● STATED PROBLEM 1
In the Trump piñata post, translate the sentence "After breaking the pinata, what I found was devastating." into Spanish.
● STATED PROBLEM 2
List every color of rock candy mentioned in the Trump piñata post.
● STATED PROBLEM 3
Rewrite the Trump piñata post from "I was throwing" to "it gets sad.", renaming "pinata" as "cake" wherever it occurs.

● PASSAGE SHOWN

((

I Bought a Donald Trump Piñata and It Came With All of My Least Favorite Candies


Hey everybody, let’s just get this straight. Any American with a brain does not like Donald Trump (or Drumpf, link to John Oliver vid). I myself, an intellectual, resonate with that thought. So here’s my story, and in a sort of instant karma like way, I am going to tell you where my dislike for Trump has taken me.


I was throwing a birthday party for my son, Eric, who is now 2 years old and I thought ‘What the hell, I’ll just get a pinata I want since he won’t remember a thing.’ So I went to Walmart.com and found a Trump pinata for around $100. This is not a steal, and actually takes out a good portion of my paycheck, but let me remind you. Donald Trump is a misogynistic pig who does not have the the average American in his interests. Anyway, here’s where it gets sad.


When you buy a pinata don’t you expect candy from some of your favorite brands, such as Nestle? Such as Wonka? Such as Mars? I was seriously expecting to be stocked up on M&Ms and Kit-Kats for the entire year. After breaking the pinata, what I found was devastating. It was seriously just a bunch of rock candy and hard candies that my grandma used to keep in her purse. Yuck!. Not even the good colors of rock candy either like light blue (shouts out to Breaking Bad) or purple. I got rock candy of the colors yellow and orange. I mean how is this even appetizing? Like, who even wants to eat butterscotch covered in dark chocolate anyway? And how was this worth $100? I don’t even know why I bought this pinata for a party for my two year old when he’s not even gonna have any memory of the Trump presidency. Maybe he’ll be feeling the negative effects of trickle down economics, but will he remember this pinata? Who knows, all I know is that I won’t have my years supply of Kit-Kats and Milky Way like I thought I would. Man, do I feel ripped off. Almost as ripped off as the coal-miners who voted for Trump only to find out that their jobs would be wiped away by efforts for clean energy, that not even Trump himself approves of.

))

● DATASET
((

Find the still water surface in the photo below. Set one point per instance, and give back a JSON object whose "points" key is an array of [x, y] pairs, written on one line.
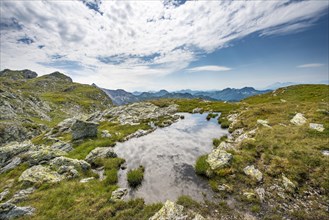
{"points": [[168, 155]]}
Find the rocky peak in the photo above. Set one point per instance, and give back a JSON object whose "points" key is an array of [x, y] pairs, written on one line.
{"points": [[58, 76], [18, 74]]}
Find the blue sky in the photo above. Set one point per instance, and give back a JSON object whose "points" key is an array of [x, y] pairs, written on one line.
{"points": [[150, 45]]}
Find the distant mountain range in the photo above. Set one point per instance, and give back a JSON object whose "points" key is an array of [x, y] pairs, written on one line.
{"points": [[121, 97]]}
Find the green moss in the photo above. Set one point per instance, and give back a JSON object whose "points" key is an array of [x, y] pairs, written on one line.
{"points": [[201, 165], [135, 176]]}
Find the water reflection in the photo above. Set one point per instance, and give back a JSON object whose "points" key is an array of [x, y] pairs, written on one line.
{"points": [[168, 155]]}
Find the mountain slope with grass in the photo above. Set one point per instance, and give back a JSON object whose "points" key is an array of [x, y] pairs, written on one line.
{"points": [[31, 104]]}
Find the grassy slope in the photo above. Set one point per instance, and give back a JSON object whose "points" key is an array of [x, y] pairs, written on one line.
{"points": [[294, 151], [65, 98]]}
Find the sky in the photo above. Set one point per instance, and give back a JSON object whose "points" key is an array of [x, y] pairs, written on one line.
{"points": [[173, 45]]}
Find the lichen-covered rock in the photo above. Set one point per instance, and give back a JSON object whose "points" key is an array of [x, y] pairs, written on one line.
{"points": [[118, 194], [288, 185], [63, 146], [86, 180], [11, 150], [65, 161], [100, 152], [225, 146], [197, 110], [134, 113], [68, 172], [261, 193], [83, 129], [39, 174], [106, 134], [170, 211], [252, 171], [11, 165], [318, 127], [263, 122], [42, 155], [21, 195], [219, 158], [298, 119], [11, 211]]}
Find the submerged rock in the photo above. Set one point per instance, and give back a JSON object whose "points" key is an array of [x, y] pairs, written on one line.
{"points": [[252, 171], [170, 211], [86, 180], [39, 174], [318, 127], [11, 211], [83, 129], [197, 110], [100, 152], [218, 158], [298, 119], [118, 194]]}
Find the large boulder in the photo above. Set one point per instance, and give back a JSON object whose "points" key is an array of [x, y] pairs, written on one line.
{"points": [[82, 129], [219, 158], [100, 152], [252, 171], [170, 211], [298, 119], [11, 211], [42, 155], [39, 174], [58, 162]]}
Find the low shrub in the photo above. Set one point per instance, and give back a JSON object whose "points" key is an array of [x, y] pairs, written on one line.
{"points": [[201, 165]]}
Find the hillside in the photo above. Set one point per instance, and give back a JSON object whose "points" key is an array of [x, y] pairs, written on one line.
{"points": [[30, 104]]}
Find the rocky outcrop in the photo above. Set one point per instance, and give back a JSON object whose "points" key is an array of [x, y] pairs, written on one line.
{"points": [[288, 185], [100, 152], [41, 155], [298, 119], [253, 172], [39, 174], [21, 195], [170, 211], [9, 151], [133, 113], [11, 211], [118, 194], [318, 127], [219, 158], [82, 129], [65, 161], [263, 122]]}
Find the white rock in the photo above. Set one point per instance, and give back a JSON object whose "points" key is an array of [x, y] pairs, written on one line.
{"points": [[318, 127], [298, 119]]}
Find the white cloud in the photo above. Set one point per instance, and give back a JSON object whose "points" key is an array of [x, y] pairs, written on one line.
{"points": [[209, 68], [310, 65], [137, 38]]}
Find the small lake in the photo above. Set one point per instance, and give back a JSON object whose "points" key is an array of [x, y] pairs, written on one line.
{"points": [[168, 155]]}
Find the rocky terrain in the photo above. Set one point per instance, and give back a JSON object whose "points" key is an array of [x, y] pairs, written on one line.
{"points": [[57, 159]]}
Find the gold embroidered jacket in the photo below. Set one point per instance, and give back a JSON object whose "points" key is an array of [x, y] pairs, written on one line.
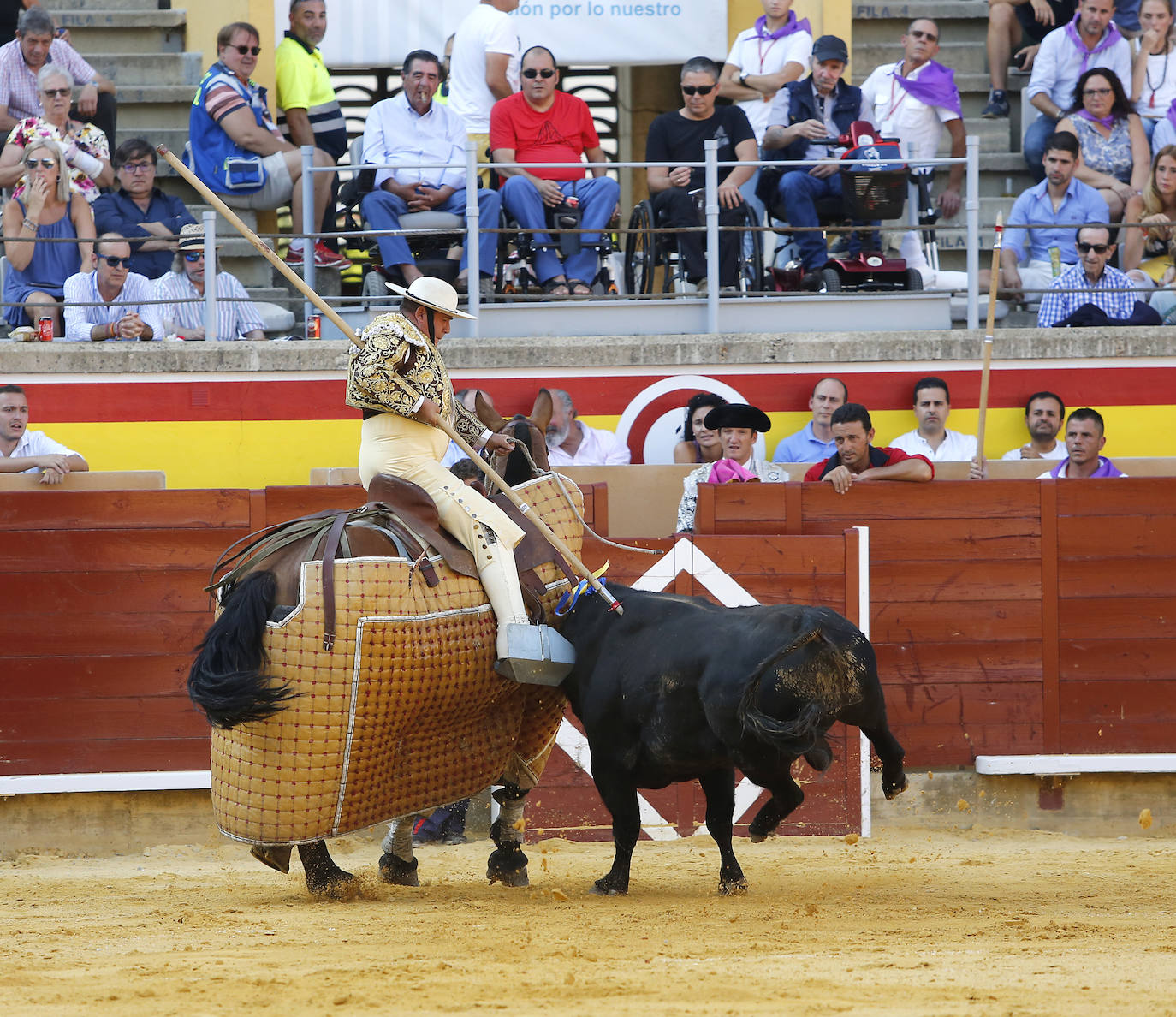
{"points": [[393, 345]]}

))
((

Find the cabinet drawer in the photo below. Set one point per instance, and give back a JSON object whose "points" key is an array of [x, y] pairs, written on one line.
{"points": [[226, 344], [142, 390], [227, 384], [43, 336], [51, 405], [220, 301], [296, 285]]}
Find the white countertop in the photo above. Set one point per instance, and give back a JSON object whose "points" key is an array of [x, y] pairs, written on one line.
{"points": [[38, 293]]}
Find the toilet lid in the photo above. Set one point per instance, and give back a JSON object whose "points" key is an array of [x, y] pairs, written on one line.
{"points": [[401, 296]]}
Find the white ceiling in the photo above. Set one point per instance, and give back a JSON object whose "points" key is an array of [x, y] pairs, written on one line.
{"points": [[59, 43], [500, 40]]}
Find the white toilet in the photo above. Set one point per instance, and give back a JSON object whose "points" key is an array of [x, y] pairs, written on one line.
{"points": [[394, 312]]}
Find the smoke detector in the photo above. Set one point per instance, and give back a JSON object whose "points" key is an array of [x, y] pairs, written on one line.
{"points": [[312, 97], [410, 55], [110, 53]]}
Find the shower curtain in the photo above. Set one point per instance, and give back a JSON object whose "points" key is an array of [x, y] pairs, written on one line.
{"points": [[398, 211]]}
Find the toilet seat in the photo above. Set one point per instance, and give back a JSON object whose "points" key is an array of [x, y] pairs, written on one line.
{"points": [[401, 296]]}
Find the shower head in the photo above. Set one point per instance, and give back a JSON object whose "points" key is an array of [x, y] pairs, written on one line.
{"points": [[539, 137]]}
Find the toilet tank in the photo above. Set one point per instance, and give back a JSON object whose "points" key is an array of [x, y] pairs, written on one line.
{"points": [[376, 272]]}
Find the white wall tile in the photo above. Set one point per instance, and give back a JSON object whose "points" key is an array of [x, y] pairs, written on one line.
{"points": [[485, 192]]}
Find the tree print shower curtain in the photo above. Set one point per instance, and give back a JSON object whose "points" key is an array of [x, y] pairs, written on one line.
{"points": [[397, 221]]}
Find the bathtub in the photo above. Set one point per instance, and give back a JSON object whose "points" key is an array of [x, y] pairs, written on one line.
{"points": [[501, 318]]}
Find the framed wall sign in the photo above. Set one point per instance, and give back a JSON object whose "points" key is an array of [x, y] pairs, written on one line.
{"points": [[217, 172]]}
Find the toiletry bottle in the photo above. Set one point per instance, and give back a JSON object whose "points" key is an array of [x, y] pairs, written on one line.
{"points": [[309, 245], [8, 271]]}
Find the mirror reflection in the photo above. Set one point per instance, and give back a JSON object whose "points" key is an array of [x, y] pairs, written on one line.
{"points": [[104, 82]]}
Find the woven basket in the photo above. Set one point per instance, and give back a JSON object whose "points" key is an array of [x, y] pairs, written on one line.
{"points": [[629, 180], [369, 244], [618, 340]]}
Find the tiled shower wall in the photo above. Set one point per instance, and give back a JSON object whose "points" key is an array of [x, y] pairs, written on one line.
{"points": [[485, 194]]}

))

● FINISHED ANSWER 1
Después de romper la piñata, lo que encontré fue devastador.

● FINISHED ANSWER 2
Light blue, purple, yellow, orange

● FINISHED ANSWER 3
I was throwing a birthday party for my son, Eric, who is now 2 years old and I thought ‘What the hell, I’ll just get a cake I want since he won’t remember a thing.’ So I went to Walmart.com and found a Trump cake for around $100. This is not a steal, and actually takes out a good portion of my paycheck, but let me remind you. Donald Trump is a misogynistic pig who does not have the the average American in his interests. Anyway, here’s where it gets sad.